* [EXERCISE GOAL]
Will you print the lines below without changes, from the line containing "of the group" through the end of the items, both included?

[Begin SUPPLIED ENTRIES]

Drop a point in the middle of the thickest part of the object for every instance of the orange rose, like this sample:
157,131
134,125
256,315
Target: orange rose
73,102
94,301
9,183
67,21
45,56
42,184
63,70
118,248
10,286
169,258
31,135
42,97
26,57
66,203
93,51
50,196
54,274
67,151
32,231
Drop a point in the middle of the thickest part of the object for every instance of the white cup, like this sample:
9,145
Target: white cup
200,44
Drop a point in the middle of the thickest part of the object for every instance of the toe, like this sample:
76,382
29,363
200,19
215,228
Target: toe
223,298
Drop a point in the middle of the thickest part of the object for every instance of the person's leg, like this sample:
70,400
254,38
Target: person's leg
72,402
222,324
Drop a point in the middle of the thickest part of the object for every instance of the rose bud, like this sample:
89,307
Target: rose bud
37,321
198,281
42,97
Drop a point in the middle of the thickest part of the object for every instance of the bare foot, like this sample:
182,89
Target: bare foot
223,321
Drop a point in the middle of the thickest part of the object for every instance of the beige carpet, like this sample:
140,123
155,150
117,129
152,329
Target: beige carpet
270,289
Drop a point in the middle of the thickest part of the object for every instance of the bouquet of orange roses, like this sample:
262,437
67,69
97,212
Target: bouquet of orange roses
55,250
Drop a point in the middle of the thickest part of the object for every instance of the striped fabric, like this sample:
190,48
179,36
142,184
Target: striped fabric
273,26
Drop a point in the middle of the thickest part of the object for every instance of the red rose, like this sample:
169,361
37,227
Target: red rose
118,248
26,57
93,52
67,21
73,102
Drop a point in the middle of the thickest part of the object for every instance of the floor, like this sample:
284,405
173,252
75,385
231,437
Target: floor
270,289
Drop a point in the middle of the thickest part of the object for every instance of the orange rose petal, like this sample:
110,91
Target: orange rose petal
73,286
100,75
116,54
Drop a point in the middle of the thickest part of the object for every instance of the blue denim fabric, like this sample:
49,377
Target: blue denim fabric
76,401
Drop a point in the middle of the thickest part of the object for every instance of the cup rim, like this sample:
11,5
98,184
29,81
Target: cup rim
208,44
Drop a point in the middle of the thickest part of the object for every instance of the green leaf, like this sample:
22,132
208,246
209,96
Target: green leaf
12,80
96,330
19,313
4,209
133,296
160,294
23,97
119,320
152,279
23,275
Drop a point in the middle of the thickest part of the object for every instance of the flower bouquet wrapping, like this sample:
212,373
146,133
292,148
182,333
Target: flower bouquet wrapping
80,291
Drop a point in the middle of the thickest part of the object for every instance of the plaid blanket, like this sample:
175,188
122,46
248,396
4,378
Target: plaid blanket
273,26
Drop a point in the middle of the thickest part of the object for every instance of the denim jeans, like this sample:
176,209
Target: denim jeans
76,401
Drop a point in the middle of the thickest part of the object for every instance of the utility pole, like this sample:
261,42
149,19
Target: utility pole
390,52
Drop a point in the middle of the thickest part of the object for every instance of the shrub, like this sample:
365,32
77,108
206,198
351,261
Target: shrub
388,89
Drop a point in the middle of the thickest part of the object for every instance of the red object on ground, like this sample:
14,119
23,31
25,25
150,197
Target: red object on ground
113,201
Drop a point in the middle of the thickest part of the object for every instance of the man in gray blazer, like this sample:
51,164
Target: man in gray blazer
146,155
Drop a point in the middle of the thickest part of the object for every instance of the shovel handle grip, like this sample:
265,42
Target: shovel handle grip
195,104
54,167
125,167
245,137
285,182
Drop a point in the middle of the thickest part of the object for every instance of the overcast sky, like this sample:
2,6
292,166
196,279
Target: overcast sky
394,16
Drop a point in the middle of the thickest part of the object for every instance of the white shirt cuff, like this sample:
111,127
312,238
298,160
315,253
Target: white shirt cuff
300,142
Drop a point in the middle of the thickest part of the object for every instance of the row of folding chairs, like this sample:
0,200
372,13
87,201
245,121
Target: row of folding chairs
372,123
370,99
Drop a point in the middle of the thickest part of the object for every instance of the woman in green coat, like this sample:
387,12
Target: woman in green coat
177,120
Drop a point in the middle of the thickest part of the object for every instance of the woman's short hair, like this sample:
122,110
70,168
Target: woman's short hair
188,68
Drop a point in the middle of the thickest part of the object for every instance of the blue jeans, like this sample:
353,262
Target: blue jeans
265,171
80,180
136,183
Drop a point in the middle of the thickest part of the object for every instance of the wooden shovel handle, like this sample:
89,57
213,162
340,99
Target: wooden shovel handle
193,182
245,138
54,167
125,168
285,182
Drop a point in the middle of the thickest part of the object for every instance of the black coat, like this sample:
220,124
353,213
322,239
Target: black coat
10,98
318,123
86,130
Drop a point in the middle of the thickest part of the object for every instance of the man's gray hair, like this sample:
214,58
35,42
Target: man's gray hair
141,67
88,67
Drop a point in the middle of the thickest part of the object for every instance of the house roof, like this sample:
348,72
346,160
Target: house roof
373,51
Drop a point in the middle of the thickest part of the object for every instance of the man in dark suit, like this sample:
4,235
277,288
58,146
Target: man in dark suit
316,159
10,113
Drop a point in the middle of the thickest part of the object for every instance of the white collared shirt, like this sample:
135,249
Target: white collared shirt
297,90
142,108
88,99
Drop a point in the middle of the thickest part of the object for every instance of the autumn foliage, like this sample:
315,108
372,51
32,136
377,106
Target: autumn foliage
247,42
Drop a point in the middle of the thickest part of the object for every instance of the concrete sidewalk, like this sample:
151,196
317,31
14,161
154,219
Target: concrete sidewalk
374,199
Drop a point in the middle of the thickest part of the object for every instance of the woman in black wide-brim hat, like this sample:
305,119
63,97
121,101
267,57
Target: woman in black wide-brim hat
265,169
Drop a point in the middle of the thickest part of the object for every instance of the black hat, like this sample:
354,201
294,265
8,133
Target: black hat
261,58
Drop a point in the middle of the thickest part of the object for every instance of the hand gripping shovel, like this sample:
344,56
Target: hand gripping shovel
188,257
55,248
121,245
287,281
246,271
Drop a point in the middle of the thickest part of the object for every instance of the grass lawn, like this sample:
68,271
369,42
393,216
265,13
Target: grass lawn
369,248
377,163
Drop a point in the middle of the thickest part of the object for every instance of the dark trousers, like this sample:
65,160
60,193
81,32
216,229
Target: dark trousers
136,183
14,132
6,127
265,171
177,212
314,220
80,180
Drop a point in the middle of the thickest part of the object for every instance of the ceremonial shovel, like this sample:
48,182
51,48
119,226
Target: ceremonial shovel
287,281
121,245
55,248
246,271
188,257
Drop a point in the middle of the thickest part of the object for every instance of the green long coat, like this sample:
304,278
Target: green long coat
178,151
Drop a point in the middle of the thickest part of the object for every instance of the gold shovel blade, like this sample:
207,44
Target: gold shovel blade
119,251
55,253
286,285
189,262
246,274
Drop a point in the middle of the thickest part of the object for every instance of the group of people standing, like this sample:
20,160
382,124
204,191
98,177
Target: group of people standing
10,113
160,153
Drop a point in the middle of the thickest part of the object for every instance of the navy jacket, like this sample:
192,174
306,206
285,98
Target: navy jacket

[End SUPPLIED ENTRIES]

* [CORRECT RESPONSE]
Drop a point in the middle of the thickest part of the object for every instance of the group of people standing, like this sample:
20,160
382,124
204,191
98,177
Target: group of people standing
10,113
160,153
Drop a point in the middle of the thickest part of the object for every instance of the navy jacket, like this sample:
192,174
306,206
285,98
Target: navy jacket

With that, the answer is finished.